Einerseits erkennt der Iran doppelte Staatsangehörigkeiten nicht an. Anderseits entlässt das Land seine Bürger praktisch nie aus der iranischen Staatsbürgerschaft, auch wenn diese im Ausland leben und eine andere Staatsbürgerschaft annehmen. Wenn jemand mit Doppelpass in den Iran reist, gilt er als Iraner und wird auch juristisch so behandelt.

Haltlose Vorwürfe gegen unschuldigen Menschen

"Die iranischen Gesetze verlangen die Anklage wegen Spionage, wenn der Beschuldigte nachweislich geheime Informationen an ein feindliches Land weitergegeben hat", erläutert die iranische Menschenrechtsanwältin und Friedensnobelpreisträgerin Shirin Ebadi die Rechtslage. Doch: "Im Fall der jetzt Angeklagten gibt es dafür keine Beweise", schränkt Ebadi gleichzeitig ein.

Homa Hoodfar am Flughafen Montreal
Genderforscherin Hoodfar bei ihrer Rückkehr nach Kanada: Nach Verhandlungen freigelassenBild: picture-alliance/AP Photo/The Canadian Press/R. Remiorz

Immerhin: Die Genderforscherin Homa Hoodfar wurde am 26. September überraschend aus dem berüchtigten Evin-Gefängnis entlassen. Knapp eine Woche zuvor, hatte der kanadische Außenminister Stéphane Dion mit seinem iranischen Kollegen Javad Zarif am Rande der UN-Generalversammlung in New York über ihre Freilassung gesprochen. Kanadische und iranische Medien spekulieren nun darüber, was der Preis für Hoodfars Freilassung war. Aus Sicht von Shirin Ebadi war das Ganze eine Art politischer Geiselnahme: "Homa Hoodfar wurde unschuldig verhaftet und nun nach Verhandlungen auf politischer Ebene freigelassen", so die Menschenrechtsanwältin. "Es fällt auf, dass direkt nach ihrer Freilassung die Meldung über die Wiedereröffnung der kanadischen Botschaft in Teheran bestätigt wurde."

**Aufgabenliste:**
A: Gib aus dem Auszug über den Iran den Teil wieder, der mit den Worten „Einerseits erkennt der“ beginnt und mit „juristisch so behandelt.“ schließt.
B: Übersetze diesen Satz aus dem Auszug über den Iran ins Englische: „Wenn jemand mit Doppelpass in den Iran reist, gilt er als Iraner und wird auch juristisch so behandelt.“
Die Einträge stehen in keinem Zusammenhang mit dem Auszug über den Iran.

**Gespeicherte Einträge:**
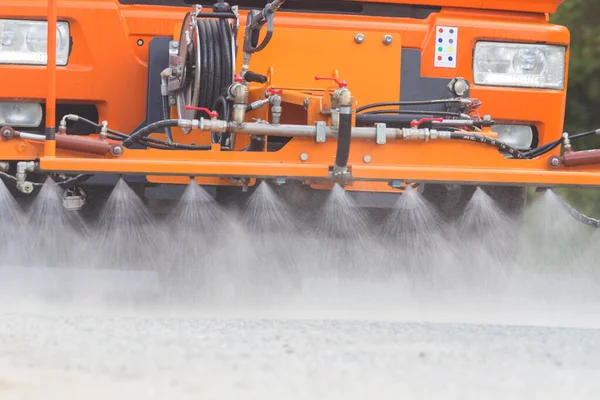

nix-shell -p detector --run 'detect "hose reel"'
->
[169,7,237,133]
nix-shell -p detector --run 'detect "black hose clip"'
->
[244,0,285,54]
[243,71,268,84]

**Lösungen:**
A:
Einerseits erkennt der Iran doppelte Staatsangehörigkeiten nicht an. Anderseits entlässt das Land seine Bürger praktisch nie aus der iranischen Staatsbürgerschaft, auch wenn diese im Ausland leben und eine andere Staatsbürgerschaft annehmen. Wenn jemand mit Doppelpass in den Iran reist, gilt er als Iraner und wird auch juristisch so behandelt.

B: If someone with dual citizenship travels to Iran, they are considered Iranian and are treated as such under the law as well.